___ GIVEN RECORDS

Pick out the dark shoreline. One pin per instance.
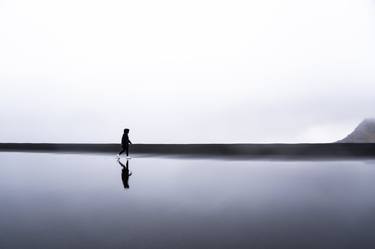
(331, 150)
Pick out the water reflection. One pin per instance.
(125, 174)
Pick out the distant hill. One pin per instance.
(364, 133)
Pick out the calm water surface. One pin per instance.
(79, 201)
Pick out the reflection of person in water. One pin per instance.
(125, 173)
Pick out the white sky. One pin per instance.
(185, 71)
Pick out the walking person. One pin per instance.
(125, 141)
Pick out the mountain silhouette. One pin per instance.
(363, 133)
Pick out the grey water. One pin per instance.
(79, 201)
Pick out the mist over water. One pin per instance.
(185, 72)
(75, 201)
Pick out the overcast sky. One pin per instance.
(185, 71)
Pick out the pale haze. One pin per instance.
(185, 71)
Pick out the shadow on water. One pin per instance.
(125, 173)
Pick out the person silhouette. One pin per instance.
(125, 141)
(125, 174)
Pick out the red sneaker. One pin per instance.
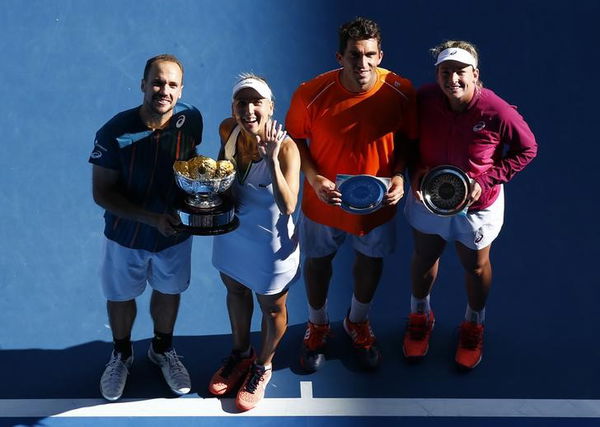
(470, 345)
(363, 341)
(416, 337)
(229, 376)
(253, 389)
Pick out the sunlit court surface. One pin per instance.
(69, 66)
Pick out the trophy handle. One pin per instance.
(204, 200)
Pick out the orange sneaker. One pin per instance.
(231, 374)
(470, 345)
(416, 337)
(363, 341)
(253, 389)
(312, 354)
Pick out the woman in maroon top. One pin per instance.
(467, 126)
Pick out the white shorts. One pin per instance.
(126, 271)
(476, 230)
(318, 240)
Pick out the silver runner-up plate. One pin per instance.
(361, 194)
(445, 190)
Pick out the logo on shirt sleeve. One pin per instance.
(479, 126)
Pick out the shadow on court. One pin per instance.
(506, 371)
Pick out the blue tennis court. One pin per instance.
(69, 66)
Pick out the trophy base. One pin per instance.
(208, 221)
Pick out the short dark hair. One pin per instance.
(358, 29)
(159, 58)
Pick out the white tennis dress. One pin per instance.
(262, 253)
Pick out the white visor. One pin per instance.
(456, 54)
(258, 85)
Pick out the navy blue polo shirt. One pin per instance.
(144, 160)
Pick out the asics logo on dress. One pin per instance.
(97, 145)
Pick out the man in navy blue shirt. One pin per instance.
(133, 181)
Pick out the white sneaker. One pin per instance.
(176, 376)
(114, 377)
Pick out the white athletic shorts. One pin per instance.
(318, 240)
(476, 230)
(126, 271)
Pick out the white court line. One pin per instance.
(306, 405)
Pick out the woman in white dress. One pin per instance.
(261, 255)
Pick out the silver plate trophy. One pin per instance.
(206, 211)
(445, 190)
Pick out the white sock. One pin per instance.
(475, 316)
(358, 311)
(318, 316)
(419, 305)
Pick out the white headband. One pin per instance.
(456, 54)
(258, 85)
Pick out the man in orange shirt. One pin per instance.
(354, 120)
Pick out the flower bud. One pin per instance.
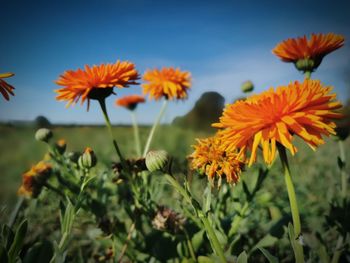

______

WHAT IS ASKED — Please copy the listing above word for word, leaving out the pictures.

FINAL ANSWER —
Pick out the dark shoreline. One pin per instance.
(331, 150)
Pick out the water reflection. One pin per instance.
(125, 174)
Pick out the distant hill. One pin per instance.
(364, 133)
Pick out the calm water surface. One pin per instance.
(79, 201)
Pick out the reflection of person in water. One pin per instance.
(125, 173)
Pick out the white sky. One pin per instance.
(185, 71)
Pick out the walking person. One pin per instance.
(125, 141)
Pick out the mountain silhouette. One pin per instance.
(363, 133)
Pick out the grey water. One pin per instance.
(79, 201)
Pick out the mist over water. One pin per instance.
(185, 72)
(75, 201)
Pick out the overcast sky. One pin per instance.
(185, 71)
Pick out the pale haze. One pin per instance.
(185, 71)
Pick out the shadow on water. One pin per instance.
(125, 173)
Pick out the person silhouette. One pin per instance.
(125, 141)
(125, 174)
Pick out the red sneaker. One pin per instance.
(470, 345)
(363, 341)
(416, 337)
(229, 376)
(253, 389)
Pick out the sunlit court surface. One pin per instance.
(69, 66)
Pick out the trophy handle. One pin per instance.
(204, 200)
Pick out the orange sneaker. One pin per instance.
(231, 374)
(470, 345)
(416, 337)
(363, 341)
(253, 389)
(312, 354)
Pick out the woman in maroon top. One pin per instance.
(467, 126)
Pick out the white shorts. One pin per instance.
(126, 271)
(476, 230)
(318, 240)
Pick out the silver runner-up plate. One pin per instance.
(361, 194)
(445, 190)
Pick out the logo on shirt sleeve. One pin per instance.
(479, 126)
Pick out the shadow on court. One pin per instance.
(506, 371)
Pick out the blue tennis court. One pin per instance.
(69, 66)
Pick out the trophy base. One pin per instance.
(208, 221)
Pick out the short dark hair. One pin per instance.
(358, 29)
(159, 58)
Pick out the white tennis dress. One pin per instance.
(262, 253)
Pick out the white visor. One pin per instance.
(456, 54)
(258, 85)
Pick out the navy blue polo shirt. One pin per instance.
(144, 160)
Pick out the asics logo on dress. One pin per instance.
(97, 145)
Pick out the man in navy blue shirt. One pin per instance.
(133, 181)
Pick out the white sneaker. One pin per instance.
(176, 376)
(114, 377)
Pick out the white athletic shorts. One pin per instance.
(318, 240)
(476, 230)
(126, 271)
Pick out the white court line. One pin per instance.
(306, 405)
Pick out the woman in white dress. One pin per instance.
(261, 255)
Pick out the silver plate trophy. One pin per instance.
(206, 211)
(445, 190)
Pick out the white sock. One pin per instance.
(475, 316)
(358, 311)
(318, 316)
(419, 305)
Pick out the white headband. One pin per instance.
(456, 54)
(258, 85)
Pick out the man in orange shirt. One pin per instance.
(354, 120)
Pick out the flower bud. One pin per instance.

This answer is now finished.